**GOAL:** Decide whether each statement agrees with the personal account below, answering yes or no and quoting the deciding words from the account: (a) the friend who works on base had known the writer since the writer was 15; (b) the writer had long pictured teaching a subject to high school students; (c) Stevo, the Father Heart of God speaker, is the base director.

**TEXT TO READ:**

•••

I don’t even know where to start to describe what God is doing in my life currently. I am so overwhelmed, so blessed, and feel so absolutely adored by my creator. I don’t even know if I have the right words to convey exactly what God is doing in my life but I will try to explain the best I can to share with you what he’s currently doing.
Before I left for camping God spoke clearly to me that I wasn’t coming home. At first I felt fear and confusion. “What does this mean God? Where am I supposed to go? What about my family and friends in Washington?” I had a bunch of questions and not one of them was “How can I serve you God?” During that time I shared with one of the girls on my DTS what God told me and I said that I felt like I have been the glue trying to hold everyone together. Later in the week during worship and intercession my friend who works here on base and whom I’ve known since I was 15 came up to me and asked me what was up. I shared with her what I was struggling with and she flat out said “Lisa you aren’t the glue”. At those words I felt a shackle break and something release. I didn’t have to carry the weight of the world and everyone else.
During camping during one of my quiet times by the water God reminded me of something someone spoke over me several years ago, a calling that I have been avoiding. And that is being a teacher. I didn’t understand what “teacher” meant. I certainly didn’t envision myself in a classroom in a high school teaching a subject to students. I didn’t feel any sort of passion about it. I also didn’t feel like I had anything to teach anyone. So I just put that word on the shelf and ignored it because I didn’t think that it applied to me at all. But clearly, God stirred this up once again and stirred up all the emotions that came with it. “God what could I possibly teach anyone? Look at me! Look at my past! I screwed up majorly, how could you use me?” He kept pressing on me that he was calling me to teach.
Suddenly Father Heart of God week hit. I didn’t realize that there were still some hurt issues of trust in my life that I hadn’t received healing from. Our group had something called openness and brokenness and I felt called to confess my disobedience to God and to others by not sharing what God has told me to tell them. PING! Another chain snapped and a huge door swung wide open. Stevo who was our speaker on Father Heart of God is our base director. When I went up front to speak and confess I started to cry and he grabbed my face with his hands. He spoke prophetic words over me and said that he felt like God was going to use me to teach. Then he said he saw the heart of Ester in me and that God was calling me to such a time as this (quoting scripture) and that I would step out in faith and obedience and lead others and save a nation. It seemed so outrageous but I felt something inside me click like it fit and it all made sense. Missions, God was calling me to missions. Stevo ended his word for me by praying over me and saying he wanted everyone to commission me out. (Commission, sending someone out on the mission).

•••

**ITEMS:**
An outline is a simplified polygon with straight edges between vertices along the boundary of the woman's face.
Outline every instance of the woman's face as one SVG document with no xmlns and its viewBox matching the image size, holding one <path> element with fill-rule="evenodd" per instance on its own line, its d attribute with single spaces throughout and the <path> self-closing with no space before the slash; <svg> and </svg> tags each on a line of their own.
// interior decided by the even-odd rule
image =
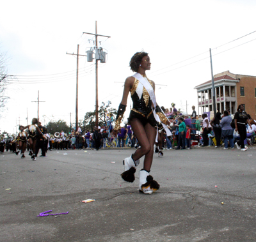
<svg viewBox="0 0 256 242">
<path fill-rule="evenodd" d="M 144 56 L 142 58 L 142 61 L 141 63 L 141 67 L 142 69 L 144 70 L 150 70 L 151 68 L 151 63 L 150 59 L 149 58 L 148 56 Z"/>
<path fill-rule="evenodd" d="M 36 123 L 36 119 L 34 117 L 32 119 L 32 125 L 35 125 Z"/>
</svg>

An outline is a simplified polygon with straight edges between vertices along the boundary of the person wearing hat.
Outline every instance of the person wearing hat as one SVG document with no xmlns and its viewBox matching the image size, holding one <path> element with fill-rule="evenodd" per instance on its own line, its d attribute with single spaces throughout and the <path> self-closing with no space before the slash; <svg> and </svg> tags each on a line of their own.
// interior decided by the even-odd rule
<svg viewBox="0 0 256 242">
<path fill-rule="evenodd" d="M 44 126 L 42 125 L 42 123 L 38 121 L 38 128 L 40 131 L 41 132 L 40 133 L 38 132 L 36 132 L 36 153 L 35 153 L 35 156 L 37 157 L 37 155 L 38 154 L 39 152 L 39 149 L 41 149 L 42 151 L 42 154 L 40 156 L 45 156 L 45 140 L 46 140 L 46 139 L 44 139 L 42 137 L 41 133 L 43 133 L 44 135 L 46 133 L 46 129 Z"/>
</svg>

•••

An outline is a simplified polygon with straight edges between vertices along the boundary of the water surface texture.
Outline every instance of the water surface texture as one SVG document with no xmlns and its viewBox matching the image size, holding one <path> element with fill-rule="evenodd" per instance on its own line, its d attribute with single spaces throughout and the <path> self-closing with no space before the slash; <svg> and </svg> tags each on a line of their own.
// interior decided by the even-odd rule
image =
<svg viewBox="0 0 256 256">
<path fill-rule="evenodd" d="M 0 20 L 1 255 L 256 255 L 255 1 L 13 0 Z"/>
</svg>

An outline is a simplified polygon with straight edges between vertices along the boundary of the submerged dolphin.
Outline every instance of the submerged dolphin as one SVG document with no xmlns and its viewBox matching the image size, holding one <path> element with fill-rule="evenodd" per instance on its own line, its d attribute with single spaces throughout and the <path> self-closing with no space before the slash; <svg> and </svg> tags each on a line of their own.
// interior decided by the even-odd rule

•••

**ANSWER IN FULL:**
(a) Yes: "whom I’ve known since I was 15"
(b) No: "I certainly didn’t envision myself in a classroom in a high school teaching a subject to students."
(c) Yes: "Stevo who was our speaker on Father Heart of God is our base director."